## SHORT EXERCISE 1
In the passage on school lunch shaming, rewrite the part from "Food is a basic" to "paid for him.", changing "Educators" to "Teachers".
-- Begin TEXT SECTION --
A school district in Rhode Island encountered a difficult situation. A family got behind in lunch payments. So the school handed out different meals to those students—and triggered a national outcry against “lunch shaming.”
Food is a basic life necessity. Jesus gave food away often: 5,000 fish here, 4,000 loaves there. As Creator, He knows that hearts, minds, and bodies work best with energy from good food. Educators know that too. Kids who eat regular meals and snacks perform better at school.
After forgetting to pay for lunches one week, Aniece Germain says her son received a SunButter sandwich in a Warwick, Rhode Island, district kindergarten. When she picked him up from school, he asked why she hadn’t paid for him.
To clarify: The Warwick school district didn’t starve kids, and it didn’t feed them unsafe food. It fed kids with unpaid bills a cold meal. Most of the time, it was a cheese sandwich, an item not on the cafeteria menu. The sandwich told everyone “My family didn’t pay my lunch bill.” It was embarrassing. For younger kids, it was confusing: Why isn’t Mom buying me lunch? And it punished the wrong person. After all, kids don’t pay the bills.
When word got out about the sandwiches, the school received phone calls and angry Facebook comments. So the district ditched that lunch plan. Problem solved? No. Now, officials must figure out how to pay for $77,000 of unpaid charges.
According to the U.S. Department of Agriculture, most school districts have unpaid meal charges. In the past, serving substitute meals was common.
-- End TEXT SECTION --
-- Begin RECORDED DATA --
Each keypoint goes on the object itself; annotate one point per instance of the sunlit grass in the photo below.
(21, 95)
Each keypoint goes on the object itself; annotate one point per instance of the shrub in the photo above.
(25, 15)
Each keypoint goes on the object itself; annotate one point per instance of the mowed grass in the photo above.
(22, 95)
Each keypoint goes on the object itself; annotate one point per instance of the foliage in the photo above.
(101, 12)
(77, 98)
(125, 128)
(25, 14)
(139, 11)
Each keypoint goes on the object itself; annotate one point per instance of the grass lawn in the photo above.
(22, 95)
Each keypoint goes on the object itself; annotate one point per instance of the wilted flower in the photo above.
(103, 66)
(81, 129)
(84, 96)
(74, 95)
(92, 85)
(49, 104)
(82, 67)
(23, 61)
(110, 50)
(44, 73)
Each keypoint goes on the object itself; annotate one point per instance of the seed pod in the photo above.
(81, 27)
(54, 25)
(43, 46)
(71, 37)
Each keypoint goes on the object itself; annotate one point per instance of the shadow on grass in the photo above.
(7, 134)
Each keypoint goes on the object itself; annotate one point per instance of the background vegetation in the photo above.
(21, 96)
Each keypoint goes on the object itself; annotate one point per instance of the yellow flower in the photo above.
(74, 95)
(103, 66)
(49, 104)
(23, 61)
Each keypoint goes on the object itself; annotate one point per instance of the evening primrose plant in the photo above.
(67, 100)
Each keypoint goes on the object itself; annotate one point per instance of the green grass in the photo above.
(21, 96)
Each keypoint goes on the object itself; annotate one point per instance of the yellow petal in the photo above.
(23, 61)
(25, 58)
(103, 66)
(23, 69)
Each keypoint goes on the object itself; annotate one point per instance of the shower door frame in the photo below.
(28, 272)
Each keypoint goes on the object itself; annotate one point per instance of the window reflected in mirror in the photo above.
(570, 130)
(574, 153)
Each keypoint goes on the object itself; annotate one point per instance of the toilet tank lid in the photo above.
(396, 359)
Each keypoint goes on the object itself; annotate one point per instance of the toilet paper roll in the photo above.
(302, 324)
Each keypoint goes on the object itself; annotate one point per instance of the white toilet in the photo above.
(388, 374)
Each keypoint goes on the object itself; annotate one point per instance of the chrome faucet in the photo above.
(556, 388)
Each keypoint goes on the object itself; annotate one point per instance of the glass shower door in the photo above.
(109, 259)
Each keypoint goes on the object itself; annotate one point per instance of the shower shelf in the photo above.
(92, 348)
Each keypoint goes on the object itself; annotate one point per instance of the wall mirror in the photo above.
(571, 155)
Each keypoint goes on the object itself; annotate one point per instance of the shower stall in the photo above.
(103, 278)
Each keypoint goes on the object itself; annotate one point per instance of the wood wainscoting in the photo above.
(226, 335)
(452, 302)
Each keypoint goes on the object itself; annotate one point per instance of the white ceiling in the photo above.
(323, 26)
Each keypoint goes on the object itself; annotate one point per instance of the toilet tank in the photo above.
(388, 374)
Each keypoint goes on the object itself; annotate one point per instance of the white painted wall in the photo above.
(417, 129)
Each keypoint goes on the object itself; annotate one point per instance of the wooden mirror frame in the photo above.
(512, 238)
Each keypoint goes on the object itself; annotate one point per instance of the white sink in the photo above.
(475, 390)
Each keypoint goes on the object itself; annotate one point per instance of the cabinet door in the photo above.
-- End RECORDED DATA --
## SHORT EXERCISE 2
Identify every line of the records that contains the string "flower" and copy each one. Case counts.

## TASK ANSWER 1
Food is a basic life necessity. Jesus gave food away often: 5,000 fish here, 4,000 loaves there. As Creator, He knows that hearts, minds, and bodies work best with energy from good food. Teachers know that too. Kids who eat regular meals and snacks perform better at school.
After forgetting to pay for lunches one week, Aniece Germain says her son received a SunButter sandwich in a Warwick, Rhode Island, district kindergarten. When she picked him up from school, he asked why she hadn’t paid for him.

## TASK ANSWER 2
Each keypoint goes on the object itself; annotate one point per instance of the wilted flower in the photo above.
Each keypoint goes on the object itself; annotate one point per instance of the yellow flower in the photo above.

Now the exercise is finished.